Dataset excerpt:
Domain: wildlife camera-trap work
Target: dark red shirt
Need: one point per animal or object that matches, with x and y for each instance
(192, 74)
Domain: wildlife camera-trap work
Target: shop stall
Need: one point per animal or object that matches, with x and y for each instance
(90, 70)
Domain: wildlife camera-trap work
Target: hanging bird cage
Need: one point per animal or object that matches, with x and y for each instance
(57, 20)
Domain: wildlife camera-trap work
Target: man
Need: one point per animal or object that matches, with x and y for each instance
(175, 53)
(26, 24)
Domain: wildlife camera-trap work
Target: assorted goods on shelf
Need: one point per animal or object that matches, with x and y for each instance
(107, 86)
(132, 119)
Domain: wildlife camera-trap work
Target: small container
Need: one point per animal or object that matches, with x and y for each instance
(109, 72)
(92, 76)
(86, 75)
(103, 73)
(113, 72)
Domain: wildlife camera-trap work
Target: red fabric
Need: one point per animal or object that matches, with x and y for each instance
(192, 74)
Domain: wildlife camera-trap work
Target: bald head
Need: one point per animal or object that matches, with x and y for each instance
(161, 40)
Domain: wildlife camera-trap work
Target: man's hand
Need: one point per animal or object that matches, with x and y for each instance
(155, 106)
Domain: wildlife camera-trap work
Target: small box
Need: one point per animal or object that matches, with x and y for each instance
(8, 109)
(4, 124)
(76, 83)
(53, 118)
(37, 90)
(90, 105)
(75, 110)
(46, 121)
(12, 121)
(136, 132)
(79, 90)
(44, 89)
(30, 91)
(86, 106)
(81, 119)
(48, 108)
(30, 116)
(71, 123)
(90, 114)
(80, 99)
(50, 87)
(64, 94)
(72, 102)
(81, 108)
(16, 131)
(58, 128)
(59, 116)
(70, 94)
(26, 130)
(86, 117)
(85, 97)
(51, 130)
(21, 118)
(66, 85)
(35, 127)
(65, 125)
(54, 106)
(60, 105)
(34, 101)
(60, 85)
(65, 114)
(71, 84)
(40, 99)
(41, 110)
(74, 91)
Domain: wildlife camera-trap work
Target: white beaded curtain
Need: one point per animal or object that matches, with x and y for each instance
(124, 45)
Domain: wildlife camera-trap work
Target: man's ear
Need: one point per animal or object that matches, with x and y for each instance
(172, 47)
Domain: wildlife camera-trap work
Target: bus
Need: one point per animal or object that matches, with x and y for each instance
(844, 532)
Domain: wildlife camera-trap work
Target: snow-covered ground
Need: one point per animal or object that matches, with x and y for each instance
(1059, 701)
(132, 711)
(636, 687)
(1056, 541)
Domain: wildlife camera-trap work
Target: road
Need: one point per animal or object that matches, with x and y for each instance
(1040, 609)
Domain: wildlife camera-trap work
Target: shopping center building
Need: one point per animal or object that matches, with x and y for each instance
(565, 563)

TASK
The listing above should be transcribed in full, exactly as written.

PROBLEM SOLUTION
Domain: wildlife camera-trap work
Target: dark red shirt
Need: one point per animal or object that matches, with x and y for each instance
(192, 74)
Domain: wildlife camera-trap work
Target: shop stall
Need: one point per animal or object that matches, with x and y for each instance
(90, 70)
Domain: wildlife camera-trap work
Target: hanging bird cage
Need: one point per animal or object that matches, with x and y for each instance
(57, 20)
Domain: wildlife camera-trap work
Target: man
Need: one point per animal or object that matches, with x and y for each instance
(175, 53)
(26, 24)
Domain: wildlife camera-trap work
Target: assorted goods on shelf
Need: one point per animal or object that matches, with x and y for each instance
(107, 86)
(132, 119)
Domain: wildlife camera-trap work
Target: small container
Need: one point per animal or object that matches, with x and y for each instance
(109, 72)
(92, 76)
(86, 75)
(103, 73)
(113, 72)
Domain: wildlife camera-trap work
Target: red fabric
Need: one point per animal or object that matches, with x and y for each instance
(192, 74)
Domain: wildlife camera-trap work
Target: bald head
Need: one point per animal or object that matches, with x and y for each instance
(161, 40)
Domain: wildlife camera-trap work
Target: man's hand
Need: one point per animal or object that matches, with x and y for each instance
(155, 106)
Domain: wildlife camera-trap work
Target: small box
Need: one point per animal or object that matches, with x and y for each instance
(8, 109)
(4, 124)
(76, 83)
(53, 118)
(37, 90)
(90, 105)
(75, 110)
(46, 121)
(12, 121)
(136, 132)
(79, 90)
(44, 89)
(30, 91)
(86, 106)
(81, 119)
(48, 108)
(30, 116)
(71, 123)
(90, 114)
(80, 99)
(50, 87)
(64, 94)
(72, 102)
(81, 108)
(16, 131)
(58, 128)
(59, 116)
(70, 94)
(26, 130)
(86, 117)
(85, 97)
(51, 130)
(21, 118)
(66, 85)
(35, 127)
(65, 125)
(54, 106)
(60, 105)
(34, 101)
(60, 85)
(65, 114)
(71, 84)
(40, 99)
(41, 110)
(74, 91)
Domain: wildlife camera-trap work
Target: white beaded curtain
Need: one point per animal or object that matches, with x and y for each instance
(124, 45)
Domain: wildlife camera-trap work
Target: man's ear
Need: one point per animal or object that matches, with x and y for each instance
(172, 47)
Domain: wildlife camera-trap work
Target: bus
Need: one point per animal or object that matches, with x and y for each instance
(844, 532)
Domain: wildlife camera-trap work
Target: snow-covered ground
Need: one point per animal or object that matches, with x and y for each instance
(1059, 701)
(132, 711)
(636, 687)
(1056, 541)
Domain: wildlife camera-trap work
Target: road
Need: one point per animal or object that matches, with x and y for each instance
(1040, 609)
Domain: wildlife camera-trap work
Target: shopping center building
Need: one point per animal or object that matches, with x and y for each instance
(565, 563)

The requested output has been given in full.